:: Segmentation mask data ::
====

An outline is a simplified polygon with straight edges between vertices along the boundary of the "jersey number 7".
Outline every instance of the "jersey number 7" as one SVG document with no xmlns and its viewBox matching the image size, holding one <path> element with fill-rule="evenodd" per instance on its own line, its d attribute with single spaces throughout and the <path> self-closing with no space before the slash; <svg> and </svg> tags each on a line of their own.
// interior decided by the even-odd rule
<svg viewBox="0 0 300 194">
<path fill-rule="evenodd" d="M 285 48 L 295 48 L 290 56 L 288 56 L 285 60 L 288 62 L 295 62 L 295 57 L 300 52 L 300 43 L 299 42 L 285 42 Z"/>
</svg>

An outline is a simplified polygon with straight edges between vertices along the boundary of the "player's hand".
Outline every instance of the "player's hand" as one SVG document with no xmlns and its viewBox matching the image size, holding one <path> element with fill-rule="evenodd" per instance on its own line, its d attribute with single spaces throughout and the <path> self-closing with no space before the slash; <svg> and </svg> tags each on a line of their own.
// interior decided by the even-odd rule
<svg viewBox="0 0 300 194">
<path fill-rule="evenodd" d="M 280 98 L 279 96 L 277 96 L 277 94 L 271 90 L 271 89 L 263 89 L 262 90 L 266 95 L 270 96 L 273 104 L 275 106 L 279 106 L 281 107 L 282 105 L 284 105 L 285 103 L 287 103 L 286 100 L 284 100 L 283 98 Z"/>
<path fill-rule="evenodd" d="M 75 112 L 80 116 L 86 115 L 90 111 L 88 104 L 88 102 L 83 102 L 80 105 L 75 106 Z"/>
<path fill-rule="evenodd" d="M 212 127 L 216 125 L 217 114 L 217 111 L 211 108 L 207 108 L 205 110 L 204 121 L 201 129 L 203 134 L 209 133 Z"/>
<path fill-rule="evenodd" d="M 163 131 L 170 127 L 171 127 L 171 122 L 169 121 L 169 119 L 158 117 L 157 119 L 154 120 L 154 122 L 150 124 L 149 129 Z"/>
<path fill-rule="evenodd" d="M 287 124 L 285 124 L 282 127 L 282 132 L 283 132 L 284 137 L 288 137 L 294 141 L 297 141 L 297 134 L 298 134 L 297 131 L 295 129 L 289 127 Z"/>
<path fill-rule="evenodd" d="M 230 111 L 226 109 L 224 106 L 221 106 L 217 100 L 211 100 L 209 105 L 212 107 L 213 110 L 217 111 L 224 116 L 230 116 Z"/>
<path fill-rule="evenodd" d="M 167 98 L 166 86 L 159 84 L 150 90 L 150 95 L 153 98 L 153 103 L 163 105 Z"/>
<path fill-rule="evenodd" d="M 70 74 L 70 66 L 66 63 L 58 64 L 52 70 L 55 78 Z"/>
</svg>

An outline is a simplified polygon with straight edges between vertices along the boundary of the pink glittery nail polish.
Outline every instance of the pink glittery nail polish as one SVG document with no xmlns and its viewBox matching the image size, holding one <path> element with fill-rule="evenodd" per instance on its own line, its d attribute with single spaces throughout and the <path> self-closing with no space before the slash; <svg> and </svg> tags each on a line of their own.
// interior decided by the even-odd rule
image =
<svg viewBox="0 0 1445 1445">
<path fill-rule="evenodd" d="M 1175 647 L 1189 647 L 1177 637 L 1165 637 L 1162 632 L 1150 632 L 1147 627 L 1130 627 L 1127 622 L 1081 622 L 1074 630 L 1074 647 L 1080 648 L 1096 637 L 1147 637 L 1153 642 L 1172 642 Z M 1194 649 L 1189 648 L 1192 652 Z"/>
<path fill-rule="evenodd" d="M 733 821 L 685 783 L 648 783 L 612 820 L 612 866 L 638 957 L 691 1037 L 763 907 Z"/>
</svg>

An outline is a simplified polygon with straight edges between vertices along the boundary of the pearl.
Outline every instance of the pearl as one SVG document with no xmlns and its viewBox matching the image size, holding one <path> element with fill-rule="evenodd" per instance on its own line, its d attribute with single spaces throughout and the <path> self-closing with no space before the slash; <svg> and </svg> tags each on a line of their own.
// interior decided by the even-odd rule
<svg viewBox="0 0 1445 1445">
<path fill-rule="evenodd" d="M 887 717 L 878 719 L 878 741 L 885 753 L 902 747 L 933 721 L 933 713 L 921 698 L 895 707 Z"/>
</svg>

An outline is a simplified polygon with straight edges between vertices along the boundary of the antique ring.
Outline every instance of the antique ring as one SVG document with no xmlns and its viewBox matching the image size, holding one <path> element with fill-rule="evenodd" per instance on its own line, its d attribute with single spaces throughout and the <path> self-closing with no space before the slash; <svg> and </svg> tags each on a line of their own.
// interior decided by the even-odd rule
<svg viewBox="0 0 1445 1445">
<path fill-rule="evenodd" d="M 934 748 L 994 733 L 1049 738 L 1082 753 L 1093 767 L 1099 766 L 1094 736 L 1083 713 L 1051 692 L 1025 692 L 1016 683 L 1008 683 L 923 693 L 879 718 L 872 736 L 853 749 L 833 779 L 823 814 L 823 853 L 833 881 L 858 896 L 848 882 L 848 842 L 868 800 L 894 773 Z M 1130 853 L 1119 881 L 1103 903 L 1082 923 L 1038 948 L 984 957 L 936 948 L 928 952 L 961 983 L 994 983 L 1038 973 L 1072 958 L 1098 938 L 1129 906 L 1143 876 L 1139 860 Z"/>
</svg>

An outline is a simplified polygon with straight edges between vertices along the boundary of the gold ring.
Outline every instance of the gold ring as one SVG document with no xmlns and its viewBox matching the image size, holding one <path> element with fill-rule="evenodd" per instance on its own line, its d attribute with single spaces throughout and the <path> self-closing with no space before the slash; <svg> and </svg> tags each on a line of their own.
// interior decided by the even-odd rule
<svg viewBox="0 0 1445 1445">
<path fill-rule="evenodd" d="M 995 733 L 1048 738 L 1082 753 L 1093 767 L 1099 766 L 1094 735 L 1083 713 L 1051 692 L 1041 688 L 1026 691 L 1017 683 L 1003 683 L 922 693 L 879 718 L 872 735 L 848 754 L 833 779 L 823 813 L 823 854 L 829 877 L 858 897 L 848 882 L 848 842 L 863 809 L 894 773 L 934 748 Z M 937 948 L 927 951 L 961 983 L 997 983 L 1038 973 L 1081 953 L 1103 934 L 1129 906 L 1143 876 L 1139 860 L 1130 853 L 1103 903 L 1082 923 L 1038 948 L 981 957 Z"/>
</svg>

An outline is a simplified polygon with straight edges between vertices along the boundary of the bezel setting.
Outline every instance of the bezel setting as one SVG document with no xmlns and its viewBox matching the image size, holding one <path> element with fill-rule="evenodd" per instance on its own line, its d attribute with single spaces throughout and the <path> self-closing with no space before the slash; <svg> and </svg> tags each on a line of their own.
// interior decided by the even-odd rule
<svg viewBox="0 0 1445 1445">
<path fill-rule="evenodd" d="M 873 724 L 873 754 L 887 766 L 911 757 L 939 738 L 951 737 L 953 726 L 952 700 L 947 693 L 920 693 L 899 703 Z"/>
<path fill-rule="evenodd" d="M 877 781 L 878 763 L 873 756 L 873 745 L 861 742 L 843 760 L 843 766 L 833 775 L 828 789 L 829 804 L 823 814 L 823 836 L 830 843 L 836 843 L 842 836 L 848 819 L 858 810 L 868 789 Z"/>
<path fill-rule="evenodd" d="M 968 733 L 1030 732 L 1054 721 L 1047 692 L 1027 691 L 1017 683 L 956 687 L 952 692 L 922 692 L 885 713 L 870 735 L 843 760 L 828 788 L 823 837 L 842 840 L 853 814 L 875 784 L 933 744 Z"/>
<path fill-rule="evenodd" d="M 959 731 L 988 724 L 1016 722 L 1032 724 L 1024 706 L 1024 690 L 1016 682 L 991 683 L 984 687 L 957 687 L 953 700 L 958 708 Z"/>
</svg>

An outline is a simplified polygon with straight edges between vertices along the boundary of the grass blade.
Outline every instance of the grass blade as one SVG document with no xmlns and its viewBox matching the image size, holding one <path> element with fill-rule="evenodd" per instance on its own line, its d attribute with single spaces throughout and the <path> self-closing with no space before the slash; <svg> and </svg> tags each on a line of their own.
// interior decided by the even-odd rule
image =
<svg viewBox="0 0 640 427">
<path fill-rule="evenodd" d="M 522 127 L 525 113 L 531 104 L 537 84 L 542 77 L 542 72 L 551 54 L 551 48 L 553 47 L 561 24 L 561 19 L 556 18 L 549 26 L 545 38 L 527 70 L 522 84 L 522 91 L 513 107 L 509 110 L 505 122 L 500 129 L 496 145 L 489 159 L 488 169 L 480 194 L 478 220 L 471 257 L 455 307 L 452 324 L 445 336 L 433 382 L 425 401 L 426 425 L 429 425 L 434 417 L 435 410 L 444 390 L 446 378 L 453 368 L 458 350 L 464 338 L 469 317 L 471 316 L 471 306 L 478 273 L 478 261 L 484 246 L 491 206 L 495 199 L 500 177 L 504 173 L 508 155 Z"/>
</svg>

====

:: WHAT THE EXERCISE ASKS ::
Look through the entries for lines containing the word "grass" and return each one.

:: ANSWER FOR THIS EXERCISE ::
An outline is a simplified polygon with straight edges between vertices along the boundary of the grass blade.
Outline every instance of the grass blade as one SVG document with no xmlns and its viewBox matching the image size, holding one <path> element with fill-rule="evenodd" per instance on its own line, its d attribute with single spaces throughout and the <path> self-closing with no space before the slash; <svg> and </svg> tags each on a line of their own.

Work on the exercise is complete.